Enlarged Europe: Sales increased 5% and, including Leapmotor (footnote7), increased 8% versus Q1 2025, driven primarily by Italy, Germany and Spain. Stellantis outperformed the industry’s modest growth in the quarter. EU30 Market share reached 17.5%, up 20 basis points year-over-year and, including Leapmotor (7), 18.1%, up 70 basis points. Growth was said to be helped by a diversified portfolio across BEV, hybrid and ICE powertrains, including the launch of the Fiat Grande Panda ICE on the Smart Car platform. The C-SUV portfolio continues to strengthen, supported by Citroën C5 Aircross and Jeep® Compass. Stellantis reaffirmed its leadership in the EU30 LCV segment, achieving a 28.7% market share.
South America: Sales increased 1% and, including Leapmotor (7), increased 2% versus Q1 2025. Despite a market share decrease of 270 basis points year-over-year, Stellantis maintained its regional leadership with a 21.1% market share, with #1 positions in Brazil at 28.9% market share, and Argentina at 28.9%. Key launches during the quarter included the all-new Ram Dakota, Jeep® Renegade MCA, Jeep® Commander MHEV and Leapmotor B10. Stellantis maintained its leadership in the LCV segment, achieving a 33.8% market share.
Middle East & Africa: Sales remained stable despite a declining industry trend, down 4% year-over-year. Stellantis market share increased to 11.5%, up 50 basis points year-over-year, driven by 18% year-over-year sales growth in Algeria as well as in Türkiye. Key product launches during the quarter included Jeep® Compass and the refreshed Peugeot 408 in Türkiye, as well as the Citroën Basalt in South Africa.

....................

• [Problem details] Copy the sales report word for word, beginning at "Middle East &" and ending after "in South Africa.".

Collection entries:

....................

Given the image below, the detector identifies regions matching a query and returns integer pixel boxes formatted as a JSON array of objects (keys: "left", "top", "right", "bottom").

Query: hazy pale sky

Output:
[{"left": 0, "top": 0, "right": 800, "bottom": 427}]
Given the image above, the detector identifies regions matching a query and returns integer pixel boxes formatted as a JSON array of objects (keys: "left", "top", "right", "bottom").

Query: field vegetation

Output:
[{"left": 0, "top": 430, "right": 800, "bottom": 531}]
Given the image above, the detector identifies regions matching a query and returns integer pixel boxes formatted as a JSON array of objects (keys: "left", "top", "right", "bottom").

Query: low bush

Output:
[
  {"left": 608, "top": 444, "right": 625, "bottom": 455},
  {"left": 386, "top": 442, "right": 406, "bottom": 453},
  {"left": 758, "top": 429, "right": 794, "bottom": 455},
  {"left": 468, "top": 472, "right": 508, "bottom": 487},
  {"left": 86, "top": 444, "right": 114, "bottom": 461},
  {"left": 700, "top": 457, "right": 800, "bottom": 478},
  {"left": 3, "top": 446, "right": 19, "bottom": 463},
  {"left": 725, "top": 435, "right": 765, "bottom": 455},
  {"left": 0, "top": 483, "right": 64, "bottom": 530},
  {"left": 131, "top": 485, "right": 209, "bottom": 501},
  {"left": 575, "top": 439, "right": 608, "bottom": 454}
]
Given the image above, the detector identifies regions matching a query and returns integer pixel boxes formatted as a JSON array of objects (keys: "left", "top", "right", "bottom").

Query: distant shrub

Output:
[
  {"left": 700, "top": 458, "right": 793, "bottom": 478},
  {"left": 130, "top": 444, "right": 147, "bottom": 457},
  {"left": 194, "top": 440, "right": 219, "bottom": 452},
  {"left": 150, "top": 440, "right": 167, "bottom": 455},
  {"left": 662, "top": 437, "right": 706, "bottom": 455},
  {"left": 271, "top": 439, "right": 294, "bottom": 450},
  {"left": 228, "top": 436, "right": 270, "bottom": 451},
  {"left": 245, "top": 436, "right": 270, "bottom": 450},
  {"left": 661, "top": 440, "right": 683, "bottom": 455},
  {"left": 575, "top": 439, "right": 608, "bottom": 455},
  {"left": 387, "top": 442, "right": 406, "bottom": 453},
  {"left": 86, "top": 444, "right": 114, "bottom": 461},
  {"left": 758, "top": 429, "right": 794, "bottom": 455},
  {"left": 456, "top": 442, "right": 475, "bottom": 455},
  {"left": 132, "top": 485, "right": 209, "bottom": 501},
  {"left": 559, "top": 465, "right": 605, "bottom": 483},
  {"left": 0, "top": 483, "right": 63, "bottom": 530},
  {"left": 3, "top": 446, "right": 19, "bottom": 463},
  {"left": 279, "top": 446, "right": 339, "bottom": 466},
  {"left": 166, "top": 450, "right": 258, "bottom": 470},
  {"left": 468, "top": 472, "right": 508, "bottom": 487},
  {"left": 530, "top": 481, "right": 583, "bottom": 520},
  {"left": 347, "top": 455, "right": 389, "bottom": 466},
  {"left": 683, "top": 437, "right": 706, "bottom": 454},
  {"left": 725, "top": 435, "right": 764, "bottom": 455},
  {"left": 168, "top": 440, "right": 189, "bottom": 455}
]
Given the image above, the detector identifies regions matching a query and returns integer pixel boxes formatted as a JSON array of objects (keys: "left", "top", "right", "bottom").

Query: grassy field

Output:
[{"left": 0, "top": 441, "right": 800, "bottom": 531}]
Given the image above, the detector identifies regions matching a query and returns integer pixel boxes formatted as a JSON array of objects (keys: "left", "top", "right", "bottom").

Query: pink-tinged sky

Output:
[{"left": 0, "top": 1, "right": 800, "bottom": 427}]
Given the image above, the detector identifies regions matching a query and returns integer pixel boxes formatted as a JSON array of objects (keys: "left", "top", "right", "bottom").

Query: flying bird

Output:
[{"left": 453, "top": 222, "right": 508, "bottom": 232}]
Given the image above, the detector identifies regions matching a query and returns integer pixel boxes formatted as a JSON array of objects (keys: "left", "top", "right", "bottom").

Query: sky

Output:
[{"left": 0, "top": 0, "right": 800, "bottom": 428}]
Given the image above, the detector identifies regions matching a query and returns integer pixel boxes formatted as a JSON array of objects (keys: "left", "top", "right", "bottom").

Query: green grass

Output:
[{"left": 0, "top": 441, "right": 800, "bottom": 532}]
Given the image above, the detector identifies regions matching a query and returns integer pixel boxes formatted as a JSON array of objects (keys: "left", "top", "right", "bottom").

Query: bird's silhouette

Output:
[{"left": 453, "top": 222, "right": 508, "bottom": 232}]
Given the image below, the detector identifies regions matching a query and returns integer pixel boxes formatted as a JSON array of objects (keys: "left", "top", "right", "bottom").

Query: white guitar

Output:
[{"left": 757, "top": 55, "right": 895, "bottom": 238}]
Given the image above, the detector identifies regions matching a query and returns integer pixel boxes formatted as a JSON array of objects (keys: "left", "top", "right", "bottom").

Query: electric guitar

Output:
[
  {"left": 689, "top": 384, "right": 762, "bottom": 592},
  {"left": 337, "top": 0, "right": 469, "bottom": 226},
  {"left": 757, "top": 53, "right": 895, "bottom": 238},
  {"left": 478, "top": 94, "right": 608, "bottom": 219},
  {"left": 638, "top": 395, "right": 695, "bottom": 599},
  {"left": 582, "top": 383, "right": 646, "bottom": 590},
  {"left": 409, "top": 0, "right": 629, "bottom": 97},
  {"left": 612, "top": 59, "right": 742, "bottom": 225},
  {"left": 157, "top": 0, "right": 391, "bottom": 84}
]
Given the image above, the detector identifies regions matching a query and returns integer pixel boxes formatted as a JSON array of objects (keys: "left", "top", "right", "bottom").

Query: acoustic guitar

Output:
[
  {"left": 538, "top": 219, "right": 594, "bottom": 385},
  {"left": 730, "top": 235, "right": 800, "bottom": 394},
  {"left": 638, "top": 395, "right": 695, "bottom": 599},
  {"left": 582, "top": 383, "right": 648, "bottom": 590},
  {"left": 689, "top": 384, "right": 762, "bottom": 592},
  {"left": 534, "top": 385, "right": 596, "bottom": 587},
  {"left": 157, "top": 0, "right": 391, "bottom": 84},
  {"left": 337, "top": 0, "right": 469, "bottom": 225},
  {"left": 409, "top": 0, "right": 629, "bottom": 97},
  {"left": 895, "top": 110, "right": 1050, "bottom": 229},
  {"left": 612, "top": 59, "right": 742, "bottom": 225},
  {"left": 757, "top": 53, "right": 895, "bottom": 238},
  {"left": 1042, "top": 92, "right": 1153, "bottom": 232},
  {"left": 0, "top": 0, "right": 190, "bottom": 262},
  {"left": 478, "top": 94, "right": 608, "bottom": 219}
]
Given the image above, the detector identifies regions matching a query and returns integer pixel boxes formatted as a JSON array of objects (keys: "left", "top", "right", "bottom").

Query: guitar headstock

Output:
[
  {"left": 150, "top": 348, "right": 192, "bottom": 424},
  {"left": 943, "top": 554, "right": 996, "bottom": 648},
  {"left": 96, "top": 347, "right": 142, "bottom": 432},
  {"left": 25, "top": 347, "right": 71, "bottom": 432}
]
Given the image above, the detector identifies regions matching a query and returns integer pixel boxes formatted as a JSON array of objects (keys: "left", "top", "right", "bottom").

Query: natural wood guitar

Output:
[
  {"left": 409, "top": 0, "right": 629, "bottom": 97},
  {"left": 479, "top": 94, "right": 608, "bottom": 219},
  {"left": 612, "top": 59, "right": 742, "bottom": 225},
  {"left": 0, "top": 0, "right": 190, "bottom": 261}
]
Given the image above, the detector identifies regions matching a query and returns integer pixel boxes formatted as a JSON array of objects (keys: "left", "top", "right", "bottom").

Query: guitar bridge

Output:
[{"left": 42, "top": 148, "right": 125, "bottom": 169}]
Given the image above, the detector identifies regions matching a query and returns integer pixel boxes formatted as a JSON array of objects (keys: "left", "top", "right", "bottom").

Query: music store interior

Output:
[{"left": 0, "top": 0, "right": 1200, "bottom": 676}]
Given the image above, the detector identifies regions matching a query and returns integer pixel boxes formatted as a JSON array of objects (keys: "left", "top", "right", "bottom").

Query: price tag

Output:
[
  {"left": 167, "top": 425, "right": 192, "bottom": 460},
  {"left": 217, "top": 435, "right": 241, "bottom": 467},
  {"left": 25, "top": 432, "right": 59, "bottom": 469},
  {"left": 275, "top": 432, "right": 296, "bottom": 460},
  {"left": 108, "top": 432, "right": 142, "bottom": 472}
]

....................

• [Complete output]
Middle East & Africa: Sales remained stable despite a declining industry trend, down 4% year-over-year. Stellantis market share increased to 11.5%, up 50 basis points year-over-year, driven by 18% year-over-year sales growth in Algeria as well as in Türkiye. Key product launches during the quarter included Jeep® Compass and the refreshed Peugeot 408 in Türkiye, as well as the Citroën Basalt in South Africa.